All of the data below should be repeated exactly. Pictures should not be included.

(Source records)
Content starts

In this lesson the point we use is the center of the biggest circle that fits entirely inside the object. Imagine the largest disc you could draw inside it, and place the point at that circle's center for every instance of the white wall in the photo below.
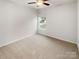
(61, 21)
(78, 25)
(16, 22)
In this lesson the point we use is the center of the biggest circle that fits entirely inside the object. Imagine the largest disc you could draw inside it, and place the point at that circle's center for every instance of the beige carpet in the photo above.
(39, 47)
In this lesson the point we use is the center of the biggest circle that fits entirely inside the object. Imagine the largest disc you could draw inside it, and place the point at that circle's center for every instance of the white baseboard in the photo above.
(58, 38)
(10, 42)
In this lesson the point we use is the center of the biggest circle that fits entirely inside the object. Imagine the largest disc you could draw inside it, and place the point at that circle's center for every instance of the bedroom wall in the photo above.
(61, 21)
(16, 22)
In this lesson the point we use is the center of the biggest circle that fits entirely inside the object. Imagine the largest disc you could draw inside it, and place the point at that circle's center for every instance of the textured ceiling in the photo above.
(53, 2)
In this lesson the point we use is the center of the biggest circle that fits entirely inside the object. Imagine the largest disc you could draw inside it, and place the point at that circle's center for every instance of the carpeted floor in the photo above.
(39, 47)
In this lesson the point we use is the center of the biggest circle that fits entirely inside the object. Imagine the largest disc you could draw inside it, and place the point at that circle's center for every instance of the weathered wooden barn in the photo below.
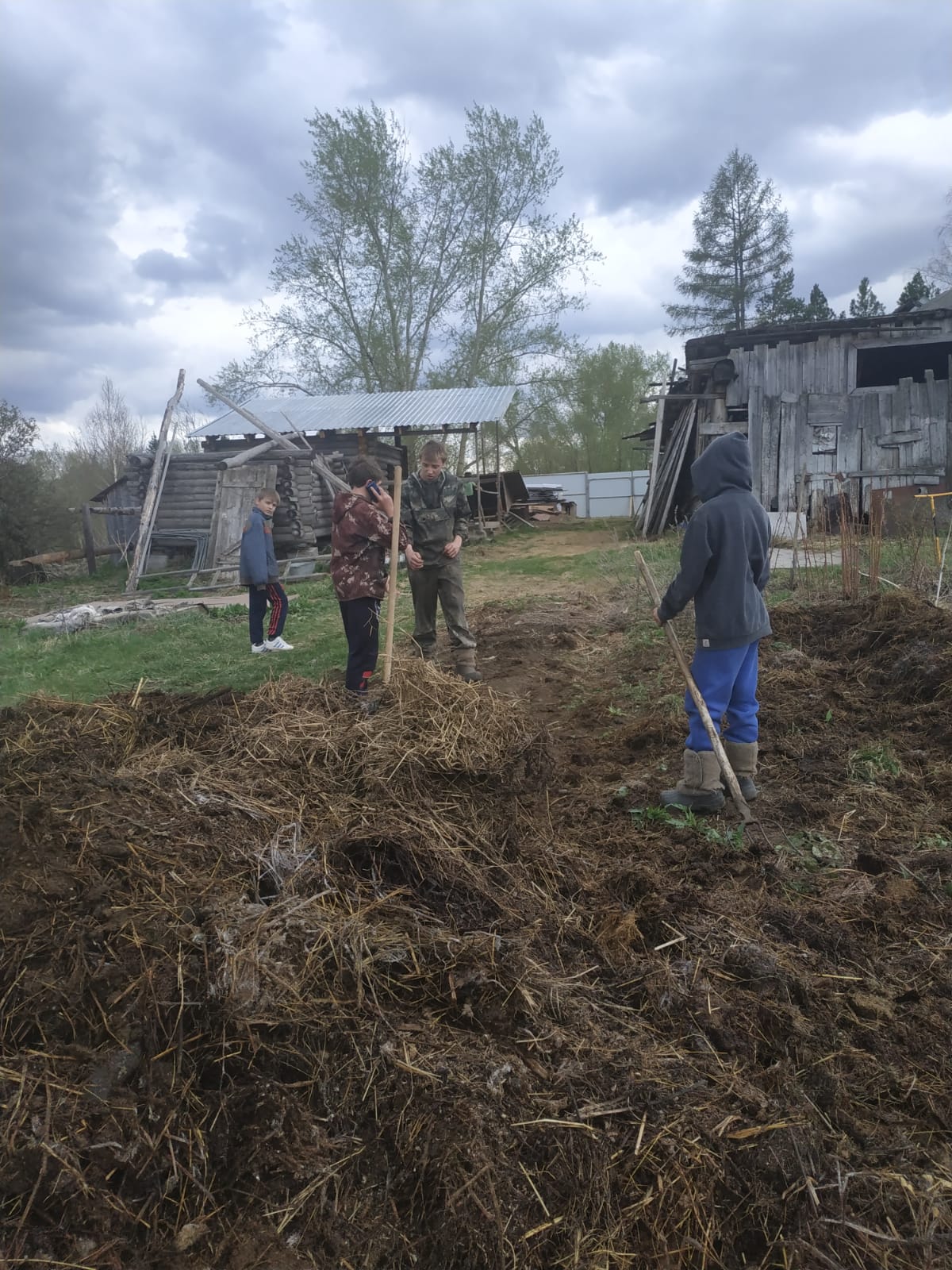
(858, 406)
(205, 495)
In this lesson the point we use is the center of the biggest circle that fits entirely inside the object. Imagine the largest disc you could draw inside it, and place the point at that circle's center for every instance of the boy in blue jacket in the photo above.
(258, 571)
(725, 564)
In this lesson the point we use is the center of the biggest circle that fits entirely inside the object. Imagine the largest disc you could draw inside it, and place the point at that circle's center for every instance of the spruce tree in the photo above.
(740, 253)
(866, 302)
(818, 306)
(916, 291)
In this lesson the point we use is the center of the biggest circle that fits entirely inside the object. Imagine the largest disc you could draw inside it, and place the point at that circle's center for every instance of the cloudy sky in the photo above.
(150, 149)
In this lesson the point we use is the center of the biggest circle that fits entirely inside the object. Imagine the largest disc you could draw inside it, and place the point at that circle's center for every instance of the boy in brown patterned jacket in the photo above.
(361, 533)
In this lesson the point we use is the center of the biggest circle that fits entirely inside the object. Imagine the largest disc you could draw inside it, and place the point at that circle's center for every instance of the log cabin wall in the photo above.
(188, 495)
(810, 417)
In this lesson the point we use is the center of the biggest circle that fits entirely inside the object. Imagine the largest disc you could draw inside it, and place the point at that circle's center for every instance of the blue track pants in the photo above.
(727, 683)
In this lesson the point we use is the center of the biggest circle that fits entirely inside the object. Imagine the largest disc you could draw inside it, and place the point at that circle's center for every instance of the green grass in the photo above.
(198, 652)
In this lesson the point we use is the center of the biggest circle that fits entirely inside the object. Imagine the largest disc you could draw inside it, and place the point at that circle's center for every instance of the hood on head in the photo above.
(343, 501)
(724, 465)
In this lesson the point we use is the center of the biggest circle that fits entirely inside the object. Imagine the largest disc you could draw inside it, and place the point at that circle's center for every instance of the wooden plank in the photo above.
(679, 459)
(88, 540)
(234, 499)
(787, 456)
(247, 456)
(755, 436)
(154, 489)
(827, 410)
(653, 473)
(266, 429)
(770, 452)
(784, 360)
(896, 471)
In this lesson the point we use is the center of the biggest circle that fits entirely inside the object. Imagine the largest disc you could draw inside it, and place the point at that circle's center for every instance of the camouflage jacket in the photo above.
(359, 540)
(432, 527)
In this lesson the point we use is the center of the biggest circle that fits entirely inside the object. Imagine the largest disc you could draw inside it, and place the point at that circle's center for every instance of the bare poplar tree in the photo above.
(740, 257)
(448, 271)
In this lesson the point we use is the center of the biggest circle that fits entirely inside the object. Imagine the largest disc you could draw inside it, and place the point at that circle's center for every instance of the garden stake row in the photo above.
(727, 770)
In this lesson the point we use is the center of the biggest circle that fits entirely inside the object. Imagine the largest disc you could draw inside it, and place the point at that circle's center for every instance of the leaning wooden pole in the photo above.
(149, 502)
(393, 563)
(716, 745)
(88, 540)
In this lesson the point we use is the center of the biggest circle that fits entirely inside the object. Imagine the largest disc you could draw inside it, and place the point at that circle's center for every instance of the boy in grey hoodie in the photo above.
(725, 564)
(258, 571)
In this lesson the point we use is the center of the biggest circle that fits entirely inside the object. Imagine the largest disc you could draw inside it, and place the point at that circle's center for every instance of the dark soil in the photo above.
(281, 988)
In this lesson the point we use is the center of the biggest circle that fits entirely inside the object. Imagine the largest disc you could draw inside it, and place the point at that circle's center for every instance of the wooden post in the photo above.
(88, 540)
(393, 563)
(152, 499)
(247, 414)
(655, 455)
(727, 770)
(245, 456)
(480, 470)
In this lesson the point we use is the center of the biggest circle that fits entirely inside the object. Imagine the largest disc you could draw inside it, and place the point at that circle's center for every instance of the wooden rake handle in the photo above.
(727, 772)
(393, 560)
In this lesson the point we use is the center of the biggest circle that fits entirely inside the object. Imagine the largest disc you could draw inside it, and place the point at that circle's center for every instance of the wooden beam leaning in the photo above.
(393, 575)
(651, 493)
(247, 456)
(88, 540)
(160, 461)
(251, 418)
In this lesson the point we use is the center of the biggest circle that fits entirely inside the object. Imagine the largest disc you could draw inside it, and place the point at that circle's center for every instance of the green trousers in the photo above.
(440, 582)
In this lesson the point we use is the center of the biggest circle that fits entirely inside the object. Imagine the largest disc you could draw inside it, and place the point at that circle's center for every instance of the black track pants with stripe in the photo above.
(258, 602)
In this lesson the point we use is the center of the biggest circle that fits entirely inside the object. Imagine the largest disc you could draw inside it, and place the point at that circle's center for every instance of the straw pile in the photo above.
(286, 987)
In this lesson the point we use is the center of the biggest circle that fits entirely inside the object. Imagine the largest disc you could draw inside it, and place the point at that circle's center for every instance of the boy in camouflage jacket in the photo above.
(436, 514)
(361, 533)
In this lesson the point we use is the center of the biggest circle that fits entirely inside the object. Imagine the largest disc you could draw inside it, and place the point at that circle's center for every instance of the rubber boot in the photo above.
(466, 666)
(365, 704)
(743, 760)
(700, 789)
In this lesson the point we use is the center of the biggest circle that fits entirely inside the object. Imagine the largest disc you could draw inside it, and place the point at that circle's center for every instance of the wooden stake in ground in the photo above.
(727, 770)
(393, 563)
(152, 499)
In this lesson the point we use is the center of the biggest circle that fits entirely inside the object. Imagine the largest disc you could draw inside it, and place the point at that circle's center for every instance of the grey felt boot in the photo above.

Content ends

— Output of the exercise —
In this lesson the point we use is the center of the biggest circle that fits entirely inside the object. Imagine the largest disc you could draw inside it, and place the point at that circle's center for every instance of the white wall in the photo below.
(61, 21)
(78, 25)
(16, 22)
In this lesson the point we use is the center of the biggest circle that fits entirely inside the object. Imagine the largest disc you could draw inside it, and place the point at that circle's center for every instance of the beige carpet in the photo above.
(39, 47)
In this lesson the point we use is the center of the biggest circle that fits entirely inside the object. Imagine the largest disc you could draw inside it, and place the point at that circle's center for every instance of the white baseboard in the photo above.
(58, 38)
(10, 42)
In this lesson the point we use is the center of the biggest circle that fits entirely inside the object. Imagine the largest disc you could draw inside it, and place the point at that circle's center for every instance of the bedroom wall in the photo above.
(61, 21)
(16, 22)
In this lesson the point we use is the center of the biggest circle that fits entirely inside the object. Imagine the largest disc you could draw inside it, and place the point at that circle's center for every instance of the textured ceiling in the photo above.
(53, 2)
In this lesson the point we use is the center of the biggest circle that fits entirely inside the object. Imagine the largest disc you could draw inside it, and place the point at that circle's center for every instance of the carpeted floor in the photo above.
(39, 47)
In this lesson the point we use is the center of the biggest circle that fits entirely inside the object. Imagine the largest disc you could draw inside it, and place the point at that circle's center for every instance of the weathered wooden barn in the photo below.
(858, 406)
(205, 495)
In this lesson the point we use is the center of the biggest circle that fits entirely inside the object. Imagine the largest disc you could draw inside it, and place the point at that circle's center for every instance of the boy in blue jacket in the photo above.
(258, 571)
(725, 564)
In this lesson the point we use is the center of the biggest circle that fits entirely inside the object. Imagine the largest disc you could draw inside it, and place the point at that circle's center for every instance of the spruce tree in the photo above.
(740, 253)
(866, 302)
(818, 306)
(916, 291)
In this lesson the point we use is the center of the biggest circle that fits entirely inside the object. Imagine the largest disc you could draw inside it, and place the point at that circle's center for every instance of the cloudy sky in the photo above.
(150, 149)
In this lesson the point we use is the center of the biggest circle that fits entirely inside the object. Imagine the largest disc you could draw inside it, and place the point at that circle's center for every instance of the boy in brown patterned jacket in the photo above.
(361, 533)
In this lesson the point we use is the center of the biggest circle that fits entirely inside the object. Imagine the largest disc you could draw inside it, and place the point at that circle's center for every instance of the log cabin wall in the photo above.
(188, 495)
(810, 417)
In this lesson the point we use is the center of the biggest circle that fits entirely inside the object. Imagine the largest disc you could draw inside it, and place the point at that circle's center for every instance of the blue track pants in the photo above.
(727, 683)
In this lesson the point we use is the center of the biggest circle that fits entirely inside the object. Imagine the largest disc you could draw inside it, and place the point at that circle's center for every instance of the green grass in the photo above.
(198, 652)
In this lesson the point we use is the center of the biggest circle that fits entirely inside the object. Imagine the largest disc you could draw inside it, and place the point at that circle's center for every instance of the hood on head in the photo above.
(343, 501)
(724, 465)
In this lesson the point we use is the center of the biggest circle that fits entirely inside the object. Imagine the largest disc you could draw inside it, and place the point at that circle's center for every instance of the wooden plank in the photo above.
(679, 459)
(88, 540)
(234, 499)
(787, 456)
(247, 456)
(755, 436)
(154, 489)
(827, 410)
(653, 473)
(266, 429)
(770, 452)
(784, 360)
(896, 471)
In this lesson the point we use is the center of the biggest circle that fits entirely inside the object. Imagine the largest disc you could draw inside it, and place the point at that circle's center for every instance of the camouflage jacket in the photo above.
(359, 540)
(432, 527)
In this lesson the point we use is the center of the biggest circle that fits entirely inside the object. Imagine the largest disc you could draw inside it, and place the point at that circle's center for every instance of the bare poplar tree in the photo above.
(740, 257)
(448, 271)
In this lesson the point we use is the center of the biggest circle that fits entirely inside the object. Imagine the largest disc you could draw inside it, and place the point at that circle's center for every instance of the garden stake row in the photo above.
(727, 770)
In this lesson the point we use is the center of the biggest circle that fits entirely inside the object. Imagine the largest disc you could draw inside it, and place the point at that circle's center for every instance of the leaning wooden pole in the photo above.
(149, 502)
(393, 563)
(716, 745)
(88, 540)
In this lesson the point we use is the center of the biggest circle that fits entirely inside the object. Imagine the largest disc you could draw inside it, and place the point at that circle's center for every instance of the boy in grey hoodie in the photo above.
(725, 564)
(258, 571)
In this lesson the point we use is the center of the biggest circle that fits entirely inside the object. Imagine the largest disc you could draw inside it, and place the point at that circle's center for every instance of the dark soil in the photo above.
(281, 988)
In this lesson the point we use is the center of the biggest circle that fits entirely inside the object. Imagine the largest disc you could draw inside it, and place the point at that circle's center for every instance of the wooden post in the photo above.
(88, 540)
(393, 563)
(152, 499)
(247, 414)
(655, 455)
(727, 770)
(245, 456)
(480, 470)
In this lesson the point we use is the center of the biggest circle that fits entirely inside the object. Imagine the largest disc you could draw inside it, and place the point at that circle's center for every instance of the wooden rake handle in the photo above.
(727, 772)
(393, 560)
In this lesson the point we use is the center of the biggest circle that fits entirely inside the object. Imagine the largest disc you could draw inside it, and place the point at that circle's center for every instance of the wooden beam leaning in the photo above.
(393, 575)
(651, 493)
(247, 456)
(88, 540)
(160, 461)
(251, 418)
In this lesson the point we use is the center of the biggest circle that fits entirely inside the object. Imagine the largest disc you could draw inside it, and place the point at that circle's center for every instance of the green trousers in the photo above.
(440, 582)
In this lesson the point we use is the center of the biggest circle that fits entirely inside the object. Imagine the largest disc you could draw inside it, and place the point at that circle's center for every instance of the black track pants with stripe in the photo above.
(258, 602)
In this lesson the point we use is the center of the biggest circle that fits entirely inside the object. Imagine the largest disc you could draw inside it, and place the point at that circle's center for every instance of the straw pile in the photo above.
(286, 987)
In this lesson the point we use is the center of the biggest circle that fits entirely inside the object. Imagine the largest disc you could draw inside it, and place the point at that circle's center for every instance of the boy in camouflage jacket in the photo above.
(436, 514)
(361, 533)
In this lesson the point we use is the center of the biggest circle that fits entirely inside the object. Imagine the largest disc you could draw inside it, and place the point at that circle's center for every instance of the rubber boot in the photo above.
(466, 666)
(365, 704)
(743, 760)
(700, 789)
In this lesson the point we use is the center of the biggest circle that fits entirely inside the object. Imagine the largest disc you could draw inside it, and place the point at that circle's center for every instance of the wooden stake in ground in the photo above.
(727, 770)
(393, 563)
(152, 499)
In this lesson the point we use is the center of the biggest circle that fits entirely inside the object. Imagine the largest disc you could draw inside it, and place the point at that circle's center for every instance of the grey felt boot in the photo above.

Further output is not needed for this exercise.